> **DOCUMENT**:
'''
Soutenir Colibris en 2025 !
Recevoir des infos
Le MagDes idées pour construire demain
Mode d'emploi

Vous êtes ici

Entretien avec Nicole Darmon (2/2)

Bien manger avec peu d'argent, c'est possible !


Directrice de recherche à l’Inra, Nicole Darmon est spécialisée en nutrition et santé publique, et épidémiologie nutritionnelle. Elle est affectée à l’unité mixte de recherches interdisciplinaires MOISA (Marchés, organisations, institutions et stratégies d’acteurs) à Montpellier, dédiée à l’alimentation durable, tout en travaillant dans les quartiers populaires du nord de Marseille depuis 2005. Au cœur de son questionnement : comment les ménages les plus modestes peuvent accéder à une alimentation équilibrée ? Dans cette deuxième partie, la chercheuse propose un ensemble de solutions. 
Son propos, s'il s'appuie sur une expertise reconnue, n'est pas consensuel, et prête à débat. Nous l'avons trouvé suffisamment intéressant pour le partager avec vous !



Voir la partie 1

– On dit souvent que la Bio est réservée aux catégories socio-culturelles les plus favorisées : dans la Métropole de Lyon, mais aussi à Strasbourg et à Bordeaux, l’association VRAC (Vers un réseau d’achat en commun), défend toutefois une Bio dans les quartiers populaires, grâce à la vente directe du producteur au consommateur, sans emballage, etc. Cette expérience ne peut-elle pas se diffuser plus largement ?

Je trouve d’abord formidable que se créent des lieux de distribution d’aliments, bio ou pas, dans les quartiers populaires. C’est d’ailleurs l’un des projets initiaux que nous avions dans les quartiers nord de Marseille, avec des camions venant vendre au pied des immeubles des aliments bon marché mais de qualité, en lien avec le MIN (marché d’intérêt national) des Arnavaux de Marseille, mais cela n’a pas pu voir le jour.

Là, je ne connais pas le projet VRAC du Grand Lyon, mais j’ai été sur le site d’une épicerie apparemment comparable sur Marseille. Or, quand j’ai découvert la réalité de leurs prix, j’ai bondi ! Parce que, contrairement à leurs promesses d’offrir des aliments de qualité à tous, y compris aux ménages défavorisés, leurs prix rendaient cet accès impossible… Des produits de base comme le riz et la farine coûtaient deux fois plus cher que leur prix moyen national. Aussi, dans ce type d’initiatives, je regarderais de très près la réalité des prix pratiqués et les populations effectivement touchées. Car pour l’instant les populations à faible pouvoir d’achat n’ont pas accès à la Bio.
'''
> **CONSIGNE 1**:
Selon le document, depuis quelle année Nicole Darmon travaille-t-elle dans les quartiers populaires du nord de Marseille ?
> **CONSIGNE 2**:
Recopiez à l'identique les lignes des enregistrements en partant de celle qui contient « Each instance of the blue jeans » et en allant jusqu'à celle qui contient « [(187, 301), (278, 287), (548, 326)] », ces deux lignes comprises.
Le document et les enregistrements n'ont aucun lien entre eux.

> **DONNÉES D'ENTRÉE**:
'''
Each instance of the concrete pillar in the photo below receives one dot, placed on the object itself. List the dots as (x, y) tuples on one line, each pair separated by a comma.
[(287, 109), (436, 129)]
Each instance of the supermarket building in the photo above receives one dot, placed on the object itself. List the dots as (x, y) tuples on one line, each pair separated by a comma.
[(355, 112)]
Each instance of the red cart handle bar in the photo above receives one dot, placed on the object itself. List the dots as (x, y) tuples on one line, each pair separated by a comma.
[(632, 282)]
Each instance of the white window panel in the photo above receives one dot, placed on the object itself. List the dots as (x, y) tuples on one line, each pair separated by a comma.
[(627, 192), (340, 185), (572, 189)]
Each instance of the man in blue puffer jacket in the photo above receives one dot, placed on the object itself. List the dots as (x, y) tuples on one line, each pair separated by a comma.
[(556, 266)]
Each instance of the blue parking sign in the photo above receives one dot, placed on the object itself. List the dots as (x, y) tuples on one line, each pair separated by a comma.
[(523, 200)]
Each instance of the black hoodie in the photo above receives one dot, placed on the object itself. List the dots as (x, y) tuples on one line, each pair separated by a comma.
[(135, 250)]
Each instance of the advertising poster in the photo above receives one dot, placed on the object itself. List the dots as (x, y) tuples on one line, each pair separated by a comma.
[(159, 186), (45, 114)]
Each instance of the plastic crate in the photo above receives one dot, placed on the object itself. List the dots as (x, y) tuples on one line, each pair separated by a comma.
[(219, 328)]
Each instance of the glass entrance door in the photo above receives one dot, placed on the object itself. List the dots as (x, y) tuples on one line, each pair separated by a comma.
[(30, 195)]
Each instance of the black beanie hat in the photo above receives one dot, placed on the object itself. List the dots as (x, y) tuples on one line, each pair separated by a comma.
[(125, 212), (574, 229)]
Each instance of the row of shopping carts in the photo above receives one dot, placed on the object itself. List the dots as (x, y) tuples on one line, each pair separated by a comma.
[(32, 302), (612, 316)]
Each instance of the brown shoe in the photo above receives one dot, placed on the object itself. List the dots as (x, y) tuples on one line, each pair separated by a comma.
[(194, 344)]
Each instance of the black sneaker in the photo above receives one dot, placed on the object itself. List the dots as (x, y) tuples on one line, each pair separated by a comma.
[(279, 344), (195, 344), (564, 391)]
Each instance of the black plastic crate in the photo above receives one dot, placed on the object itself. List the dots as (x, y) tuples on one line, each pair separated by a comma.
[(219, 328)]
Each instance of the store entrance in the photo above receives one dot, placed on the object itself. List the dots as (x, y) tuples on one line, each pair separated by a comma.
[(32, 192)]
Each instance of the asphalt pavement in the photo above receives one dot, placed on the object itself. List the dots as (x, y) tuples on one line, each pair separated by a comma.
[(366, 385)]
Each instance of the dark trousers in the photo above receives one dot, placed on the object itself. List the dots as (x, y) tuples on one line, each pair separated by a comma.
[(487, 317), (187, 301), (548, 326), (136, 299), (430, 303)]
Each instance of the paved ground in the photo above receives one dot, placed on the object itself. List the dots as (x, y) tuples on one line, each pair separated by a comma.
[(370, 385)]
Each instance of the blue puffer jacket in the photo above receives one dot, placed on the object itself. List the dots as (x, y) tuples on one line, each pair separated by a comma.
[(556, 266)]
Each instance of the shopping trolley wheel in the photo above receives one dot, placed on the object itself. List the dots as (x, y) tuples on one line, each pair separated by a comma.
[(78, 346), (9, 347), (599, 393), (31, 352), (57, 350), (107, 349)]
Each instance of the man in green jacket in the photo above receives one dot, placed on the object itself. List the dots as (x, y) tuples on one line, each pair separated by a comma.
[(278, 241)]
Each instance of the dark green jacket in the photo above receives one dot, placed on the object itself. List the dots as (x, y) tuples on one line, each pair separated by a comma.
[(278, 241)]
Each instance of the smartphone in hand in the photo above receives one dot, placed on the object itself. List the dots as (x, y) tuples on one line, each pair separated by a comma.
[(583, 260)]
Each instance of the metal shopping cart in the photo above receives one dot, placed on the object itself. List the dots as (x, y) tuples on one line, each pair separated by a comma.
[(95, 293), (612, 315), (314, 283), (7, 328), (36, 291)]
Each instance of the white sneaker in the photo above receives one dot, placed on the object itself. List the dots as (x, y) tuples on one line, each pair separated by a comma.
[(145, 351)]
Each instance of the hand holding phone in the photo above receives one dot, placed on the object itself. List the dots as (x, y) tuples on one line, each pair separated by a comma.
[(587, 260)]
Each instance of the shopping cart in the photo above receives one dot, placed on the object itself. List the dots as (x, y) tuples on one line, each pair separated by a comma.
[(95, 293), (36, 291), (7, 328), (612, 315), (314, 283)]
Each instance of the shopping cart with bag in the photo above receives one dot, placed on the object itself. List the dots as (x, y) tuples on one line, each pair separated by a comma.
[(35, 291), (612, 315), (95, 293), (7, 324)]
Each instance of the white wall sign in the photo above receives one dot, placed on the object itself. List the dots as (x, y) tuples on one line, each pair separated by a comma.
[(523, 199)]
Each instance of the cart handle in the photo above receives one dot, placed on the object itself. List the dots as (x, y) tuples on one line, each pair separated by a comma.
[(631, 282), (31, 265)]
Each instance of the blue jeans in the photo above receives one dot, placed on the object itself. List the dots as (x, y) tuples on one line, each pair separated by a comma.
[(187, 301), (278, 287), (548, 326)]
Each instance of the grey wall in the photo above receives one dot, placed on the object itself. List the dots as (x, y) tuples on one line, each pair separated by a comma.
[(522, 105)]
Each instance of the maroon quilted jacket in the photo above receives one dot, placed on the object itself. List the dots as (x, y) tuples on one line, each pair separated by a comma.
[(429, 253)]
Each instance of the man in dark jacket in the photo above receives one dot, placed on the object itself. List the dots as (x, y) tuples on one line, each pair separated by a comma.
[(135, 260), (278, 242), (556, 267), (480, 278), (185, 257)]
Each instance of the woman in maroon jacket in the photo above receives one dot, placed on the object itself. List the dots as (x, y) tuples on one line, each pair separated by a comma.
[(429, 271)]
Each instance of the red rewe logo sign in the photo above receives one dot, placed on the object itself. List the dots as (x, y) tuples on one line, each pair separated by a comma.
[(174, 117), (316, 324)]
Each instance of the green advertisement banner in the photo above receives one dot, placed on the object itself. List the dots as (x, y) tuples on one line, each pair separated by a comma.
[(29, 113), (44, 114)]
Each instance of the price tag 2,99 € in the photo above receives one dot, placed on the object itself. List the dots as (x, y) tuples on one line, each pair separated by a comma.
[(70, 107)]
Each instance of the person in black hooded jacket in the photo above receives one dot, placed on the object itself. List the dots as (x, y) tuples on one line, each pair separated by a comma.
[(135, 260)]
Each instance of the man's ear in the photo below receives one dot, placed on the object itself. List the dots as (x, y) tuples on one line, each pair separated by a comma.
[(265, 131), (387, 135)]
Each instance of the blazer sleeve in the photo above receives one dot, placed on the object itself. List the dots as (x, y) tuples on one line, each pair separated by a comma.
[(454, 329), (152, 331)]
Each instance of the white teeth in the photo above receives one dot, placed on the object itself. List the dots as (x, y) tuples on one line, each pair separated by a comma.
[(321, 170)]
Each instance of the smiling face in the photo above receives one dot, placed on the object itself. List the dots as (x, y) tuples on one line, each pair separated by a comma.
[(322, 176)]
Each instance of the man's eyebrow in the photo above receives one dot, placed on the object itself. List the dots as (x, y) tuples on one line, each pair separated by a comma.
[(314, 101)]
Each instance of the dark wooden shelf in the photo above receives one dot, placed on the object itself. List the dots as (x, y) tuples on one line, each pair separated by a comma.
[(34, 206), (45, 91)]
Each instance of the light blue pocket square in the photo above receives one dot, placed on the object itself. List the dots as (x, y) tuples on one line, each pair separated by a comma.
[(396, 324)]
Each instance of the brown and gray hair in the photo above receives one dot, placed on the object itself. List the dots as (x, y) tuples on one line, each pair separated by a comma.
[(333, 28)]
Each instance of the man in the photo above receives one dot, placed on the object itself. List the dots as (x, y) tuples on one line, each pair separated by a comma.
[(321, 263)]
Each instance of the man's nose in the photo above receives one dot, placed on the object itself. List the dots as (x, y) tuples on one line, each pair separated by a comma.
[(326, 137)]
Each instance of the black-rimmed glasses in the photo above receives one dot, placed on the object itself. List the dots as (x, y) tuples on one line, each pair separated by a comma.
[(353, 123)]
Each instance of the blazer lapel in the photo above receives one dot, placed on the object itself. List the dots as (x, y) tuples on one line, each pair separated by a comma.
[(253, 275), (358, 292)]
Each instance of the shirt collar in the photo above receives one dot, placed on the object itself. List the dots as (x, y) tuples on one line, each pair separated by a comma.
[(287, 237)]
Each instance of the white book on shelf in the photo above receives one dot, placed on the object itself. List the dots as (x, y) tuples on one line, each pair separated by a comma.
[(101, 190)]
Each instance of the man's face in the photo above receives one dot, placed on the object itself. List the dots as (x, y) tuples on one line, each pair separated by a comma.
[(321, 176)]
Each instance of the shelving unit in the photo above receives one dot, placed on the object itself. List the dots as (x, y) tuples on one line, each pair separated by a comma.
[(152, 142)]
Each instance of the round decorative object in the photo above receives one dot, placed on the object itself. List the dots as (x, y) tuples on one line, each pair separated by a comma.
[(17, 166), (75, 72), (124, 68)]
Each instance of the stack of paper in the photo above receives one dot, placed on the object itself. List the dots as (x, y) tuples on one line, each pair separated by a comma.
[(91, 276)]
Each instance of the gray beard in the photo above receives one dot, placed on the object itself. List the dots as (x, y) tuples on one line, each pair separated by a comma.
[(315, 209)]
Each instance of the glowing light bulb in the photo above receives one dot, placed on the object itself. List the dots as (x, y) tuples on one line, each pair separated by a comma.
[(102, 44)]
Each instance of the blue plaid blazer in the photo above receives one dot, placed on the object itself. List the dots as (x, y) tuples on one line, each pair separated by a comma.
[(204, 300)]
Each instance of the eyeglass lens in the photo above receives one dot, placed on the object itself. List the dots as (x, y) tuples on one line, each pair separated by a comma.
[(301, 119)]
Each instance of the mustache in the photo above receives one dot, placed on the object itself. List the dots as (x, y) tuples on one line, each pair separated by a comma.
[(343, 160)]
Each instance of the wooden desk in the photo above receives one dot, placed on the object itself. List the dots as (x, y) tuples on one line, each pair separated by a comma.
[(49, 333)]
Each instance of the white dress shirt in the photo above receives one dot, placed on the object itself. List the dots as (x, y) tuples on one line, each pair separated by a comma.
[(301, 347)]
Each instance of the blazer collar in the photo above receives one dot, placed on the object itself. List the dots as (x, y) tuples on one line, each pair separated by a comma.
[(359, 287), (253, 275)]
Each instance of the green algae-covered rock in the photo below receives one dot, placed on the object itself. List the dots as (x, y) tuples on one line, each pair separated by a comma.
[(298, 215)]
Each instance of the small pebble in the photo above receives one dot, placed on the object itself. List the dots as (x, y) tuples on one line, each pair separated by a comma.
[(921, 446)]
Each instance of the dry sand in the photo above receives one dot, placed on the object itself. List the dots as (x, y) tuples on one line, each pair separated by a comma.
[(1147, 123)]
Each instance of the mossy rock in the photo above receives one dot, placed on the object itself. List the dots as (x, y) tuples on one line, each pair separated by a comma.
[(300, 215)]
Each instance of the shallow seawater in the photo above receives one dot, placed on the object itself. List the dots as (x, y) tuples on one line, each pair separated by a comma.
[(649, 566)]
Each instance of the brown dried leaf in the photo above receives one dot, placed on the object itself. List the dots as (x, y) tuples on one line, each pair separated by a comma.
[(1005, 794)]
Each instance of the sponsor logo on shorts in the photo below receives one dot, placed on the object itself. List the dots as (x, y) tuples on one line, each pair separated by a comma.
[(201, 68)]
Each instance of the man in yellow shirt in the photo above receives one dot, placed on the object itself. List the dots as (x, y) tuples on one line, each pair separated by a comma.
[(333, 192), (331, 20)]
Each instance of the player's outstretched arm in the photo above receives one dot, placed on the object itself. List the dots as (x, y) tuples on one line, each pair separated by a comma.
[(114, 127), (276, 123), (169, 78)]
'''
> **SOLUTION COMPLÈTE 1**:
Depuis 2005.

> **SOLUTION COMPLÈTE 2**:
Each instance of the blue jeans in the photo above receives one dot, placed on the object itself. List the dots as (x, y) tuples on one line, each pair separated by a comma.
[(187, 301), (278, 287), (548, 326)]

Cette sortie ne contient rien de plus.